Gösterilen metin
"Gerçekten" haber verir 05 Ağustos 2008
Anasayfam Yap | Sık Kullanılanlara Ekle | Reklam | Künye | Abone Formu | İletişim
ASYA'NIN BAHTININ MİFTAHI , MEŞVERET ve ŞÛRÂDIR

Eski tarihli sayılar

Görüş, teklif ve
eleştirilerinizi
[email protected]
adresine bekliyoruz.
 

Basından Seçmeler

 

Patlayan Kur’ân değil, çürük binalar

Mühim bir sorunumuz var. Biz bina yapmasını bilmeyen bir toplumuz. Koca bir millet olarak son 50 yılda bina yapmasını komple unuttuk. Bina adını verdiklerimiz insanı kanser hastası yapacak kadar çirkin bir takım tuğla ve beton yığıntıları sadece. Ne dayanıklı, ne de güzel. Acıklı bir takım üst üste, yan yana hücreler. Ama kesinlikle bina değil.

Mağara devri adamına ver aynı malzemeyi, o da aşağı yukarı bu kadar çirkin ve entipüftü şeyler yapmayı becerir. Bu ülke nasıl oldu da bu kadar geriledi insan inanamıyor. Zira çok uzak değil bundan yüz yıl öncesine kadar bu ülke insanı “gerçek” binalar yapmayı beceriyordu. Hem güzel hem dayanıklı olan sivil mimari örneklerinin üç beş arta kalanını memleketin her köşesinde görmek mümkün. Çayelili de yapabiliyormuş, Bursalı da yapabiliyormuş, Mardinli de Konyalı da... Bu topraklar gerçek bina nedir biliyor yani. Üç kuşak öncesi, zengin değildiyse bile bir görgüye sahipti ve haysiyetli, estetik ve dayanıklı binalar yapabiliyor, yaptırabiliyordu. Başka türlüsü düşünülemiyordu bile.

İstenenler
A – Çürük binalar üzerine yazıya göre bu ülke insanı ne zamana kadar gerçek binalar yapmayı becerebiliyordu?
B – Çürük binalar üzerine yazıyı son cümlesinden sonra sürdürün.
Kayıtlar başka bir kaynaktan alınmıştır.

Gösterilen veriler
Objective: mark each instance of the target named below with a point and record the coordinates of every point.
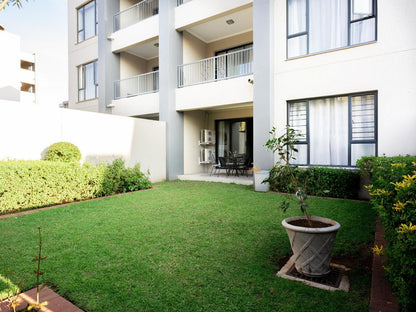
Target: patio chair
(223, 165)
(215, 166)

==

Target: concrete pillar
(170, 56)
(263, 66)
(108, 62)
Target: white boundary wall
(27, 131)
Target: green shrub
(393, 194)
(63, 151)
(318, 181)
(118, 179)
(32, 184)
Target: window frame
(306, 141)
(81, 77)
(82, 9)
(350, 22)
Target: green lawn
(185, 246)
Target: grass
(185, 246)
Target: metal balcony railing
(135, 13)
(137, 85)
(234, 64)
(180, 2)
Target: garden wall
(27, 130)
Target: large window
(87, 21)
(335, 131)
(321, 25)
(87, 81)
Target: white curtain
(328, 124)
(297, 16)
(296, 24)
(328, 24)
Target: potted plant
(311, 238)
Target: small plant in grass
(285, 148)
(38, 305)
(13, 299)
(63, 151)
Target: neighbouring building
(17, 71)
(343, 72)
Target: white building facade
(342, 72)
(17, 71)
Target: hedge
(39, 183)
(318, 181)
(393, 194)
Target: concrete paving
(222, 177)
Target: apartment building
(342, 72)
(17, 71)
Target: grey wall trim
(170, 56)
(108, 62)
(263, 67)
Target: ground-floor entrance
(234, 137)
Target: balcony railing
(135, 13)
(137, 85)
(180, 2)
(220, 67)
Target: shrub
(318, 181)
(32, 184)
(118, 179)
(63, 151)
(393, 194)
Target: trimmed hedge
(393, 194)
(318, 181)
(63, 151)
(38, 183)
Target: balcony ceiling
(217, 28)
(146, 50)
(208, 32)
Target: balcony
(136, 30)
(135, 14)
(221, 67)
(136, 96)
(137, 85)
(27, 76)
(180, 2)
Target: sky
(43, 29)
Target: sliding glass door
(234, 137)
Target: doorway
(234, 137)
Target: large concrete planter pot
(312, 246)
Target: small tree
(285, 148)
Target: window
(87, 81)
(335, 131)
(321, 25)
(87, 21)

Sonuçlar
A – Bundan yüz yıl öncesine kadar.

B –
Ama şimdi tümüyle unutmuş durumda. Sadece 100 yıl içinde 10 bin yıl geri gidebilmiş bir ülkeyiz. Açıklamalara şiddetle muhtaç bir durum.

Ben açık söyleyeyim apartmanlara zaten ama gökdelenlere falan da güvenmiyorum. Sadece boyu çok uzatılmış gecekondular gibi geliyor bana onlar. Zira ultra modern bir alışveriş merkezinde yağmur yağdığında camlardan içeriye şakır şakır su aktığını görmüş bir insanım ben. Yalıtımda bu kadar özensizlik varsa temelde niye olmasın? Yalıtımı da temeli de aynı adamlar yapıyor, aynı mühendisler denetliyor zira. Planlar pek güzel, pek doğru, pek depreme dayanıklı çizilmiş olabilir (şimdi durduk yerde Mühendisler Odasının protestolarını üzerimize çekmeyelim) ama uygulayan da bakalım o kadar özenli mi?

Kaçak Kur’an kursu patladı, 18 yoksul kızcağız öldü, aileleri perişan oldu şimdi millet kaçak Kur’an kurslarına taktı.

Takalım tamam ama patlayan Kur’an değil ki! Patlayan ne Kur’an ne kurs. Patlayan bina. Yani Konyalı da olsa, Çayelili de olsa, Mardinli de olsa Türklerin (ve Kürtlerin) yapmayı beceremedikleri o “şey”. Ne temelini, ne planını, ne tesisatını, ne çatısını, ne giderini, ne fosseptiğini ne bahçesini becerebildikleri o “şey”.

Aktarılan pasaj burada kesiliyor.